= Supplied information =
____

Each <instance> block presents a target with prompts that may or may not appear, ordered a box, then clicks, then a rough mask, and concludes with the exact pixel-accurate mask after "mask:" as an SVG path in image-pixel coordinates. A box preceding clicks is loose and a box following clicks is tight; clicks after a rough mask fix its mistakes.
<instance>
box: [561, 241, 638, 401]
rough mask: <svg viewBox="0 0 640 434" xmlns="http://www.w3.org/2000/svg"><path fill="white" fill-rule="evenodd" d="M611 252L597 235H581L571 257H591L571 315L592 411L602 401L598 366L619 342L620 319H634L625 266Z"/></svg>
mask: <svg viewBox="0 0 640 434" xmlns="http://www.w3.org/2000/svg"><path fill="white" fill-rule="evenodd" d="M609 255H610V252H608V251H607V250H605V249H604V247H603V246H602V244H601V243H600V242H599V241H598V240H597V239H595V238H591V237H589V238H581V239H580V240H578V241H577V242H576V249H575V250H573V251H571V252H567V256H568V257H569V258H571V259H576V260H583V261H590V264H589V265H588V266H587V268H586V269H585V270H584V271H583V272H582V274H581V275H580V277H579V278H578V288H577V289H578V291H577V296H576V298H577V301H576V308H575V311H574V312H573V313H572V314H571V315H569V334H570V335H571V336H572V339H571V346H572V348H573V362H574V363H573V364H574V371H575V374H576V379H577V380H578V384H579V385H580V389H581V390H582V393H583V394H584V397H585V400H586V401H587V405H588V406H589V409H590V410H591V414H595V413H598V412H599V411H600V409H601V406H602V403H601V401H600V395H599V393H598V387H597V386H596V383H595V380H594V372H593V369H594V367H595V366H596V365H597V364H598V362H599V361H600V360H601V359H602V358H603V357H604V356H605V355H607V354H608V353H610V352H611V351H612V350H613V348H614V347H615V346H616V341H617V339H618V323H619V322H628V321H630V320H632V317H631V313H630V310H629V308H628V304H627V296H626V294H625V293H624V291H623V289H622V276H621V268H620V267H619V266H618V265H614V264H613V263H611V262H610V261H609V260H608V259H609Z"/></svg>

____

= What you need to do =
Set down, exactly as they appear, the lines above from the first one to the line that holds "box: [561, 241, 638, 401]", both included, please, and no others.

= Answer box =
Each <instance> block presents a target with prompts that may or may not appear, ordered a box, then clicks, then a rough mask, and concludes with the exact pixel-accurate mask after "mask:" as an SVG path in image-pixel coordinates. A box preceding clicks is loose and a box following clicks is tight; clicks after a rough mask fix its mistakes.
<instance>
box: [561, 241, 638, 401]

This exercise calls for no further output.